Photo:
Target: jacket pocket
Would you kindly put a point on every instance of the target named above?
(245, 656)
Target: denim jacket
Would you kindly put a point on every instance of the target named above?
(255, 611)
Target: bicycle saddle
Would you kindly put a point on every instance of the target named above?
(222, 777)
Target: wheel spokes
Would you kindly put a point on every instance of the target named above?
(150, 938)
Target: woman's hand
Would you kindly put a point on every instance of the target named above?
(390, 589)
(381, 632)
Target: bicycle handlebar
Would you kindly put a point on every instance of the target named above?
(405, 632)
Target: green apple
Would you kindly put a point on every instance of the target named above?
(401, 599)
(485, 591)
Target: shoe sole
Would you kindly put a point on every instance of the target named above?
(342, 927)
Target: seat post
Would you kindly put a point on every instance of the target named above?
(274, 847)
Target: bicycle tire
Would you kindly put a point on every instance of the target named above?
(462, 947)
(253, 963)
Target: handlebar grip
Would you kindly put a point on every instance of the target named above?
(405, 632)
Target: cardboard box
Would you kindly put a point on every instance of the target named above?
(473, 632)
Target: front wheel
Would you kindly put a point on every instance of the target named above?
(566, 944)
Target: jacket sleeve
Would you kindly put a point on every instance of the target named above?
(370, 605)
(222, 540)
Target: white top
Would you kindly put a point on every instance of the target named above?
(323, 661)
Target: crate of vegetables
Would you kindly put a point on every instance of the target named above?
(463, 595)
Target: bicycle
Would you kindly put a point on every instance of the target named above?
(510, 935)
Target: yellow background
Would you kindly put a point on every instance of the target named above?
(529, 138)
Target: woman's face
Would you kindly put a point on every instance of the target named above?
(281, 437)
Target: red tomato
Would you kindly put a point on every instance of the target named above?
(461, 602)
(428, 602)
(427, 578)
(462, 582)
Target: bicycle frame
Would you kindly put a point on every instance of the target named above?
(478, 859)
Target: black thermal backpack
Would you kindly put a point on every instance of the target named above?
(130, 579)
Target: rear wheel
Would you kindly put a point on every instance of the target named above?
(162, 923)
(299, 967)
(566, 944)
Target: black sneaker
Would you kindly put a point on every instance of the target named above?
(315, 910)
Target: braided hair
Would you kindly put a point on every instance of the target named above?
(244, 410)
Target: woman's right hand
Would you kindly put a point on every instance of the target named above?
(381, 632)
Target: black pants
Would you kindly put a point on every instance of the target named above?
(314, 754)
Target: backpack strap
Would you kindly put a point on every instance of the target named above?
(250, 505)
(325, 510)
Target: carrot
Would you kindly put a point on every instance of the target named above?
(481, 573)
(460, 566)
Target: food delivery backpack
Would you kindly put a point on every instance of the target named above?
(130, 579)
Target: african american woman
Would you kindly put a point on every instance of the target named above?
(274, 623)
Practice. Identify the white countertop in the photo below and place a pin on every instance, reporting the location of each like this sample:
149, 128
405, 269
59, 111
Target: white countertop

**INSTRUCTIONS FOR THE TASK**
In the listing above, find the line with "Target: bicycle frame" and the line with "Practice. Identify the", then print exactly those lines and every line between them.

**RESPONSE TO THE EXERCISE**
Target: bicycle frame
Would you kindly put a point on every instance of the target named above?
(478, 859)
Target: black thermal backpack
Would you kindly put a point on every instance of the target named above?
(130, 579)
Target: rear wheel
Would you kindly put a point on every instance of the target named above?
(162, 923)
(299, 967)
(566, 944)
Target: black sneaker
Would you kindly put a point on every instance of the target named above?
(315, 910)
Target: braided hair
Would you kindly put a point on every instance of the target named above?
(244, 410)
Target: woman's right hand
Would you kindly put a point on every instance of the target named above?
(381, 632)
Target: black pants
Would you kindly put a point on every instance of the target named above?
(314, 754)
Target: backpack strap
Would you kindly put a point on every instance of the target named above?
(250, 505)
(325, 510)
Target: carrot
Would you kindly put a point on every instance of the target named above?
(481, 573)
(460, 566)
Target: food delivery backpack
Would you kindly put a point on every instance of the target named above?
(130, 579)
Target: african american woman
Would you kindly put a point on every instance of the target named above?
(274, 623)
Practice. Identify the white countertop in the photo below and place a pin on every instance, reporting the location of each like this sample:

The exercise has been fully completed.